## RECORD SET
------------------------------------------------------------

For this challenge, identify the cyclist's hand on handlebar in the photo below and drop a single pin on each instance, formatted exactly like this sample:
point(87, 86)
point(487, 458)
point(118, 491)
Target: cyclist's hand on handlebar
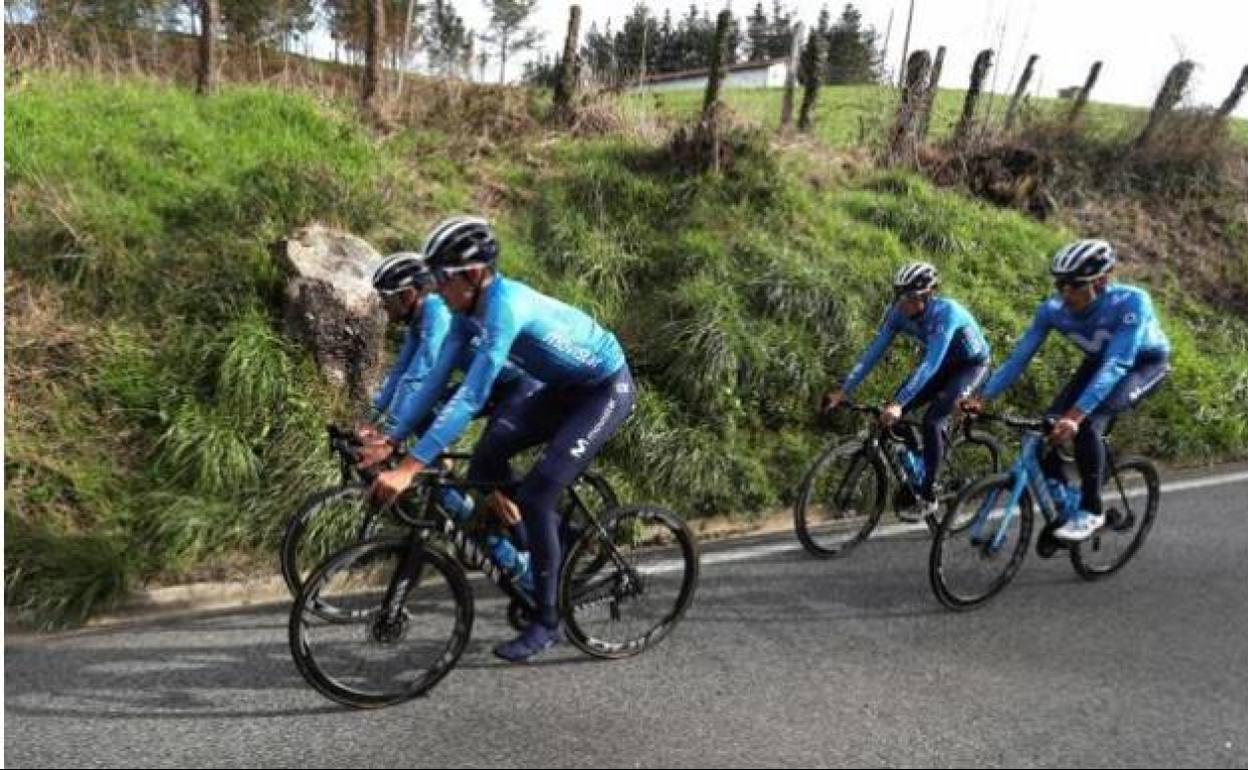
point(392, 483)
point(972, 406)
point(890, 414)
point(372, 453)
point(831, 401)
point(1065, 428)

------------------------------------------------------------

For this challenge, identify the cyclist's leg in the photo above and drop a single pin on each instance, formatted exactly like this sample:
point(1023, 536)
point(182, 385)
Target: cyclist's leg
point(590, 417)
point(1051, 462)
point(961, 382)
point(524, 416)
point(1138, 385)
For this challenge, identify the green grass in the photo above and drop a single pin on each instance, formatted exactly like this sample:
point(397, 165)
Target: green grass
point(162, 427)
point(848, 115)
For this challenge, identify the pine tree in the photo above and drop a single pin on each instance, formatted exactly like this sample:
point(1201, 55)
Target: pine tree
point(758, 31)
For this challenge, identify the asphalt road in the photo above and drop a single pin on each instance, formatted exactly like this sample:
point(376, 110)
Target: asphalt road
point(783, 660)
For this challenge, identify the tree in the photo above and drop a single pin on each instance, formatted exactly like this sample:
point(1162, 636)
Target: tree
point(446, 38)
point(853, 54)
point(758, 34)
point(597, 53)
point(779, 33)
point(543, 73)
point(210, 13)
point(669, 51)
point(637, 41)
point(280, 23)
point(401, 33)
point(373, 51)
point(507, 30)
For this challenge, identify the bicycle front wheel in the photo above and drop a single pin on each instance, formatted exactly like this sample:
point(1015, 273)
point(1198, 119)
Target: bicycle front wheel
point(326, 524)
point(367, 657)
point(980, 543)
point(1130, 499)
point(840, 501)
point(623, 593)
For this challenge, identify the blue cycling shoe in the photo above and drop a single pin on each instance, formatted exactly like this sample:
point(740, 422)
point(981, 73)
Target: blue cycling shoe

------------------------------------------------------------

## DIRECTION
Please rewrite the records starting at the line that contains "For this challenge, identify the asphalt" and ending with the line that contains "Target: blue cycling shoe", replacing "instance" with "occurrence" and leaving everything else unchanged.

## RESPONSE BELOW
For this challenge, identify the asphalt road in the photo above and drop a single pin on each occurrence, formatted exactly like this sample:
point(376, 110)
Target: asphalt road
point(783, 660)
For this challenge, identify the tree in the photo above and drop a single pin on each occurrence, formatted exactly like this sample:
point(1162, 636)
Target: tree
point(446, 38)
point(853, 54)
point(758, 34)
point(597, 53)
point(779, 33)
point(543, 73)
point(210, 13)
point(669, 51)
point(637, 41)
point(280, 23)
point(401, 33)
point(373, 51)
point(507, 30)
For this challenge, identify the bicycle front wheel in the photo above and drop a single pin on each occurrence, formatted exactly like this sample:
point(1015, 273)
point(1198, 119)
Target: bicycle front wheel
point(326, 524)
point(367, 657)
point(980, 543)
point(1130, 499)
point(840, 501)
point(623, 593)
For this challenge, identify the blue cycling shoe in the photo above and drop a single pin on each occurrence, formatted exactly like this sample:
point(740, 422)
point(981, 73)
Target: blue cycling shoe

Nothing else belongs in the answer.